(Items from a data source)
#####

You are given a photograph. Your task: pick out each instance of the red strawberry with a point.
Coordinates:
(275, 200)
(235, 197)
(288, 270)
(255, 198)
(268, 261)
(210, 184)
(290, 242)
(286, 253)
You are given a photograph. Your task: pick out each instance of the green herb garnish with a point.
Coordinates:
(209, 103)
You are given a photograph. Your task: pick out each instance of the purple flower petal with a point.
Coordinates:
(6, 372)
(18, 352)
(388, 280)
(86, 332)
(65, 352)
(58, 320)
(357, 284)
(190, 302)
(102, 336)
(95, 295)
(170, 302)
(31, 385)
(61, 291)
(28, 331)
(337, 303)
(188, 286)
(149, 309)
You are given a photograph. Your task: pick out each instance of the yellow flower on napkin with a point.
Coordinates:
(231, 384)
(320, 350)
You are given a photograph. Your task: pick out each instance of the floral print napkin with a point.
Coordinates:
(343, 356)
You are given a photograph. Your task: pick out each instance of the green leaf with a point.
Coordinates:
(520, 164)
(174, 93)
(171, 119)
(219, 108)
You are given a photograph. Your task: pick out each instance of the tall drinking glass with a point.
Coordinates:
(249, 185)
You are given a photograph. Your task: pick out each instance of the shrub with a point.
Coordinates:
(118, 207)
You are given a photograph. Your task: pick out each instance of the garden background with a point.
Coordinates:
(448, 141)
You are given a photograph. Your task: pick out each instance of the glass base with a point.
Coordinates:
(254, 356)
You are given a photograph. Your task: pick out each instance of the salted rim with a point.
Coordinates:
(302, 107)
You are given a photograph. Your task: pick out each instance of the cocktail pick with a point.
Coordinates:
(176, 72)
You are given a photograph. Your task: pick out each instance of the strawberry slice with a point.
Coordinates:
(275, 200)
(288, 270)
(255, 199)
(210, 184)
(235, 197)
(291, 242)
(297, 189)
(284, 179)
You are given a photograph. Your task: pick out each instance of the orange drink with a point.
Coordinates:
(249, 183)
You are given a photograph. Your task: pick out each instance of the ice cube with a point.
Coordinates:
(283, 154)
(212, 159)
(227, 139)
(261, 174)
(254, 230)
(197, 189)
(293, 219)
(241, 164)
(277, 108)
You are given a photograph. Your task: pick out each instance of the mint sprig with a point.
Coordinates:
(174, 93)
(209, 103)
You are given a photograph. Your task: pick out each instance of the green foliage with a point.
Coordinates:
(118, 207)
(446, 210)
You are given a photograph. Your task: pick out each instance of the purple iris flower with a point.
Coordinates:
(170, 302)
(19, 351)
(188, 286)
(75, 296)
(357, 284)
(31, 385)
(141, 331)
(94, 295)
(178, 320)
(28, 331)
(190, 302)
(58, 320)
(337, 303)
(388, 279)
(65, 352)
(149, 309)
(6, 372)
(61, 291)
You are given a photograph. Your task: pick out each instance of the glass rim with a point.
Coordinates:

#####

Write out each entry above exactly as it is written.

You are given a photograph. Your task: pick out each instance of the red strawberry with a point.
Coordinates:
(275, 200)
(235, 197)
(288, 270)
(255, 198)
(268, 261)
(210, 184)
(290, 242)
(286, 253)
You are given a photograph. Your task: pick out each instance of the green herb garnish with a point.
Coordinates:
(209, 103)
You are given a photograph. Your task: pick out each instance of the purple flower petal with a point.
Coordinates:
(6, 372)
(18, 352)
(388, 280)
(86, 332)
(65, 352)
(58, 320)
(357, 284)
(190, 302)
(102, 336)
(95, 295)
(170, 302)
(31, 385)
(61, 291)
(28, 331)
(337, 303)
(188, 286)
(149, 309)
You are given a photograph. Your task: pick out each instance of the yellow flower on napkin with a point.
Coordinates:
(231, 384)
(320, 350)
You are given a photograph. Your task: pick out each instance of the floral print napkin with a point.
Coordinates:
(343, 356)
You are given a photograph. Your task: pick out each instance of the green leaf with a point.
Coordinates:
(520, 164)
(174, 93)
(171, 119)
(219, 108)
You are given a photograph. Your task: pick out each instance of the tall drinking glass with a point.
Coordinates:
(249, 185)
You are given a photograph. Your task: pick out each instance of the shrub with a point.
Coordinates:
(118, 207)
You are given a photograph. Your task: pick out each instance of the garden background with a point.
Coordinates:
(448, 141)
You are given a photograph. Your task: pick out each instance of the glass base with a point.
Coordinates:
(254, 356)
You are given a photograph. Your task: pick out each instance of the salted rim with a point.
Coordinates:
(302, 107)
You are given a photograph. Your task: pick out each instance of the cocktail pick with a point.
Coordinates:
(176, 72)
You are given a photograph. Your task: pick out each instance of the strawberry slice with a point.
Coordinates:
(275, 200)
(288, 270)
(255, 199)
(210, 184)
(235, 197)
(291, 242)
(297, 189)
(284, 179)
You are given a photograph. Your task: pick out each instance of the orange drink with a point.
Coordinates:
(249, 183)
You are given a photograph. Your task: pick out each instance of the ice cube with a point.
Coordinates:
(283, 154)
(212, 159)
(227, 139)
(261, 174)
(254, 230)
(197, 189)
(293, 219)
(241, 164)
(277, 108)
You are given a photograph. Your task: pick out each instance of the mint sprig with a point.
Coordinates:
(174, 93)
(209, 103)
You are given a photograph. Your task: pick out each instance of the green foliage with a point.
Coordinates:
(118, 207)
(446, 210)
You are given a photograph. Your task: pick out each instance of the purple iris flower with a point.
Coordinates:
(170, 302)
(19, 351)
(188, 286)
(75, 296)
(357, 284)
(31, 385)
(141, 331)
(94, 295)
(178, 320)
(28, 331)
(190, 302)
(58, 320)
(337, 303)
(388, 279)
(65, 352)
(149, 309)
(6, 372)
(61, 291)
You are given a photograph. Your task: pick out each instance of the glass rim with a point.
Coordinates:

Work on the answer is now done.